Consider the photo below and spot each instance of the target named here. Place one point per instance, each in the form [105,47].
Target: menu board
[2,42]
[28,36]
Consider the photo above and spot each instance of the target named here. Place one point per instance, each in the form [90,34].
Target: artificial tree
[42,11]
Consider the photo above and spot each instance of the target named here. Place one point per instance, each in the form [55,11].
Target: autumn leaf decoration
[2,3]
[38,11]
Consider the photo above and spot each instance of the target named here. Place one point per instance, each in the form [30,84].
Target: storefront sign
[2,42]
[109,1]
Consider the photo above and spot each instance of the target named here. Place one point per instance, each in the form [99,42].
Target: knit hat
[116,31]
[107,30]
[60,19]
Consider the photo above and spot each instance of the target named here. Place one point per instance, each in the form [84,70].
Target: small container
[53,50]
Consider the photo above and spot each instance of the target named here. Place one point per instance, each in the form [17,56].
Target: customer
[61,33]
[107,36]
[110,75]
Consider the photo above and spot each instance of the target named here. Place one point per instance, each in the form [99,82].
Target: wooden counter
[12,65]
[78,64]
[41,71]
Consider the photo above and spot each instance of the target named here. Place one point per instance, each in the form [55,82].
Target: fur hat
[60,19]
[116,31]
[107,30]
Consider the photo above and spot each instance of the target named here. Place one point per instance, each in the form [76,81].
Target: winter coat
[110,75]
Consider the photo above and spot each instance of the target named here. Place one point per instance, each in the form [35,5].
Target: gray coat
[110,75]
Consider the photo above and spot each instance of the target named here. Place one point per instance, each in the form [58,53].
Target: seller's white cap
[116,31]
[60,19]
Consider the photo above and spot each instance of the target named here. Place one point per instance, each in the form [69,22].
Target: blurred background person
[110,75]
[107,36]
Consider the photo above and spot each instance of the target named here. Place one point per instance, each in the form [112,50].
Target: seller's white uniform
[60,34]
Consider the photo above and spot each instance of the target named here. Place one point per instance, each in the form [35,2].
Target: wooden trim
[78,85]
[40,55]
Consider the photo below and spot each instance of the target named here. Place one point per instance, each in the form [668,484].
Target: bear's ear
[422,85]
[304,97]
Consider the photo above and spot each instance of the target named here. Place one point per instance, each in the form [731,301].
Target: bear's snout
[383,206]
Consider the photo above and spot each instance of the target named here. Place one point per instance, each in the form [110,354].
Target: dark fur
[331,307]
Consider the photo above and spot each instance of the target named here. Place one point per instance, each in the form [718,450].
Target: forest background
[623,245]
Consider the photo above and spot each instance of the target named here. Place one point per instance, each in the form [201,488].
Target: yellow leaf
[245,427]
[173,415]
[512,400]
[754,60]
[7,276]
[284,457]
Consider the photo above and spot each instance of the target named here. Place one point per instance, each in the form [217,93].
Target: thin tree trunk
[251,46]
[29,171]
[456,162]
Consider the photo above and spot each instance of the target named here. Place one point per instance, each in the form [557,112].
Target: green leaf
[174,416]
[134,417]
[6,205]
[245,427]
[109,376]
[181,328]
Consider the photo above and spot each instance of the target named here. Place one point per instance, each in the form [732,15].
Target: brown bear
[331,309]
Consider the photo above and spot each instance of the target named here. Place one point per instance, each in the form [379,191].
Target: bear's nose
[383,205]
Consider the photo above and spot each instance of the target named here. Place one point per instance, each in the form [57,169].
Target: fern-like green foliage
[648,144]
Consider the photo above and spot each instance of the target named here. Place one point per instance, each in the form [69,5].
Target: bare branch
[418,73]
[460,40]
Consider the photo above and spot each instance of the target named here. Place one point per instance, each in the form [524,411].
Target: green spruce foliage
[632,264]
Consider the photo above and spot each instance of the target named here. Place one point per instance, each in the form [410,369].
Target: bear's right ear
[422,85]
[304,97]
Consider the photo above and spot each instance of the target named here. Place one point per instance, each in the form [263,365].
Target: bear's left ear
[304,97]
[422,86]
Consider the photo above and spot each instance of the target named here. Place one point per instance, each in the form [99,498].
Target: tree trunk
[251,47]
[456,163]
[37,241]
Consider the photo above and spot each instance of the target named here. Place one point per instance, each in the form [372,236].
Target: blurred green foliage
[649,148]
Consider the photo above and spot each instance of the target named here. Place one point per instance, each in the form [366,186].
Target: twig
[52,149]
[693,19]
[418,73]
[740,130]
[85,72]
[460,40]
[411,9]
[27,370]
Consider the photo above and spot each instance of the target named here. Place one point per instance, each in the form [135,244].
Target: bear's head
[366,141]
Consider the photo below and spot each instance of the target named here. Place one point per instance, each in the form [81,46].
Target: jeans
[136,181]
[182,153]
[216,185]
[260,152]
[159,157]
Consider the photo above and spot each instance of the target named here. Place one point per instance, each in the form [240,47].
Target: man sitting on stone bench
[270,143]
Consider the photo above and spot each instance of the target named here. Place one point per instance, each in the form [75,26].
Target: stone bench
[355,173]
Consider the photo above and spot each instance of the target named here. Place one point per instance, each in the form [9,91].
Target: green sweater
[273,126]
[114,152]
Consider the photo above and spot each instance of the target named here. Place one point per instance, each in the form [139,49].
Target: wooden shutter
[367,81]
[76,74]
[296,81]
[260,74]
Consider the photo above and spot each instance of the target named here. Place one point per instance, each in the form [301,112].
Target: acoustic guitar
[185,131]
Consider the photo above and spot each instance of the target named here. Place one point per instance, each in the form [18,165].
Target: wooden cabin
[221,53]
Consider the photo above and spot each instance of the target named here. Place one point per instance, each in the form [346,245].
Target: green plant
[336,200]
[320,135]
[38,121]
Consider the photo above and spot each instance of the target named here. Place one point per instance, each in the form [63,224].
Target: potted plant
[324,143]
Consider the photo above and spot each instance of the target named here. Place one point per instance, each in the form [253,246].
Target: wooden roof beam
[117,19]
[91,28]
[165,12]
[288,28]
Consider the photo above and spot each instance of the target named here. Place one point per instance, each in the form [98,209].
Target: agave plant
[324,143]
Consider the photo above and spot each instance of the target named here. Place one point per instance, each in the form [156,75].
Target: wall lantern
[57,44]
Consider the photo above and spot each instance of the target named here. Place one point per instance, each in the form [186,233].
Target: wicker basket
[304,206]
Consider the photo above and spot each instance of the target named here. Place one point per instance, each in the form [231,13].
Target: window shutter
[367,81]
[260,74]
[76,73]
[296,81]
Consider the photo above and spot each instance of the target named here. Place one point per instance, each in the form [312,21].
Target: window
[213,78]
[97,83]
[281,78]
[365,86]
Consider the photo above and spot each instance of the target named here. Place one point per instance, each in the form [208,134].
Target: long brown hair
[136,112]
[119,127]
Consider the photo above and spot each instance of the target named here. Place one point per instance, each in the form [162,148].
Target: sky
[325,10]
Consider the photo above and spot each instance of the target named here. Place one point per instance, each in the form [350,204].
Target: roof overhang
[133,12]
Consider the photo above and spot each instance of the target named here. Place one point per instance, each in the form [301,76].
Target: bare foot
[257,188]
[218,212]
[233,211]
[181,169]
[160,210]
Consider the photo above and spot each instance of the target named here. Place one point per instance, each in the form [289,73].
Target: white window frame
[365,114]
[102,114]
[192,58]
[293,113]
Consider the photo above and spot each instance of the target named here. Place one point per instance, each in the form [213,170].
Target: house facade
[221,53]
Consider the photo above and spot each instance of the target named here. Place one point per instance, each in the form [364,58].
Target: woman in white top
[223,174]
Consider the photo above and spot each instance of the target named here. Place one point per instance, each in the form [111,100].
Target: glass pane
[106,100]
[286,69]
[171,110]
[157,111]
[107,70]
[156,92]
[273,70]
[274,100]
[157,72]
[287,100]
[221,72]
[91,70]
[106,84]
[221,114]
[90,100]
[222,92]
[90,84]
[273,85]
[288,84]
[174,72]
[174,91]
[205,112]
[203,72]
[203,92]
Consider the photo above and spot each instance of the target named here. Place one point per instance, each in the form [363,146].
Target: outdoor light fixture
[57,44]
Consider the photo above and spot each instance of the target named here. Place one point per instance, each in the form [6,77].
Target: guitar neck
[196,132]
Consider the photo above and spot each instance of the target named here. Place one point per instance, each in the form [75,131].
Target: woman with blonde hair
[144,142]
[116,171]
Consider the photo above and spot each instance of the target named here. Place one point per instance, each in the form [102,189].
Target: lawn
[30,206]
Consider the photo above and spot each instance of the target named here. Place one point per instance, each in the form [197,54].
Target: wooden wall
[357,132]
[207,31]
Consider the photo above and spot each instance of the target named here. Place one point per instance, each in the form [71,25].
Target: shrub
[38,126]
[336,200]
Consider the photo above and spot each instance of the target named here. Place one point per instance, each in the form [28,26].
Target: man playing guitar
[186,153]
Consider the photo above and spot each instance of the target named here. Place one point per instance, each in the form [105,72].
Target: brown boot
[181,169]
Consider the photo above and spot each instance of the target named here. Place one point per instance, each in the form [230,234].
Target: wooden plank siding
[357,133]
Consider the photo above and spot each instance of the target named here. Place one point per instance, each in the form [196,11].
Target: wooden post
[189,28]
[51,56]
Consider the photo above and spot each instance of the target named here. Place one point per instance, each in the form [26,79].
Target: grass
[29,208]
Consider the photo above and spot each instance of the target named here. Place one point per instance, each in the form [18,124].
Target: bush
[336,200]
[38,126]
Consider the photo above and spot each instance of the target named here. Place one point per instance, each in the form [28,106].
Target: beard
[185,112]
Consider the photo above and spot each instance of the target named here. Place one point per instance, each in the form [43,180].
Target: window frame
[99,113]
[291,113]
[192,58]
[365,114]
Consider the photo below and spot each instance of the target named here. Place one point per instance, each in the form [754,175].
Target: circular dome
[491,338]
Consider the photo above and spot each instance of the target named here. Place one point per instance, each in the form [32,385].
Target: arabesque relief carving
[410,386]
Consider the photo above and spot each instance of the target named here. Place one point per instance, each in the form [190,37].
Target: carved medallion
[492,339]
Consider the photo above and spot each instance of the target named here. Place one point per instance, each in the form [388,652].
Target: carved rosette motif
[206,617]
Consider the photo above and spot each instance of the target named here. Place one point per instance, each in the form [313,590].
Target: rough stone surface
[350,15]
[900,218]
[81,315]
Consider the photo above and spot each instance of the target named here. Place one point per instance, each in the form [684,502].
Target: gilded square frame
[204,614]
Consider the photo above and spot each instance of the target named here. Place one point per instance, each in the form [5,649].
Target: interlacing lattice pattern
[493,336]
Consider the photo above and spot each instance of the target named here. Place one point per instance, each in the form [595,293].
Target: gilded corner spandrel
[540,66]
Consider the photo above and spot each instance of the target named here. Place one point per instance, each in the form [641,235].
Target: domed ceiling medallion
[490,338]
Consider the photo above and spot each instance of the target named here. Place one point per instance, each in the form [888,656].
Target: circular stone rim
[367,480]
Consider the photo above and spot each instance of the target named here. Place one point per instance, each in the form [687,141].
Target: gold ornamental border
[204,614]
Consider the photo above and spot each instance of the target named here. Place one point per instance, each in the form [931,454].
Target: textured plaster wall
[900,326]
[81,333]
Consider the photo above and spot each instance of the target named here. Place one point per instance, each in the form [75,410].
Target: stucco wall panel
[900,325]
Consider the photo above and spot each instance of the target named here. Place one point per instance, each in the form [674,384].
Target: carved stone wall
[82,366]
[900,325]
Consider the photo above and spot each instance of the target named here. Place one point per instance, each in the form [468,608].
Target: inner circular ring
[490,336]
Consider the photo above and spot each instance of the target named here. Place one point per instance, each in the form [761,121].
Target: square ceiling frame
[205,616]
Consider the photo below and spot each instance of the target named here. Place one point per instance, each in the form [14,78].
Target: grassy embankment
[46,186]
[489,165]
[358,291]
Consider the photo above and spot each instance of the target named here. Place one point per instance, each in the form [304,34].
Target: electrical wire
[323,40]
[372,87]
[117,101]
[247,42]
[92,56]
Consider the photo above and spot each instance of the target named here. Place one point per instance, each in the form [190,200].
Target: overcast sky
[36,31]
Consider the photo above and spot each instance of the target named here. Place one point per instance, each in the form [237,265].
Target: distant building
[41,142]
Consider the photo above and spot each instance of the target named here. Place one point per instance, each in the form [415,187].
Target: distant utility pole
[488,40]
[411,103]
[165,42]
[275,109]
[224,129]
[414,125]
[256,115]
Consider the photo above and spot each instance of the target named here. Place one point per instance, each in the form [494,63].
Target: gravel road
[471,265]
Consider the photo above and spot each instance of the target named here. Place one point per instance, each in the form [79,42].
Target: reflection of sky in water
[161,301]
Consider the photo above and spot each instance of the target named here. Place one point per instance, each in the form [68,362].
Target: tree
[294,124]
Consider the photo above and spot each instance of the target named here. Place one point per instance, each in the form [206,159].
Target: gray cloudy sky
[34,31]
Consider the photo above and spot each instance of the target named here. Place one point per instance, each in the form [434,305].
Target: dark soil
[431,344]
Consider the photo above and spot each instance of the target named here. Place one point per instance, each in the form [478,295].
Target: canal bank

—————

## Your objective
Output exactly the lines from the one containing "the form [79,42]." through the last line of the entries, both ends included.

## Expected answer
Consider the photo above and spot each instance of the target named here. Place one point per instance, each in the form [79,42].
Target: reflection of sky in water
[161,301]
Consider the photo above and spot each instance of the target named here. Place one point per instance, each in the form [68,362].
Target: tree
[294,124]
Consider the photo above and spot each instance of the target named here. Place one point per instance, each in the form [206,159].
Target: gray cloudy sky
[34,31]
Consider the photo above and spot each instance of the target named here. Place one point per instance, each in the form [434,305].
Target: dark soil
[431,344]
Consider the photo above and spot each instance of the target named here. Place one point per instance, each in the form [478,295].
Target: canal bank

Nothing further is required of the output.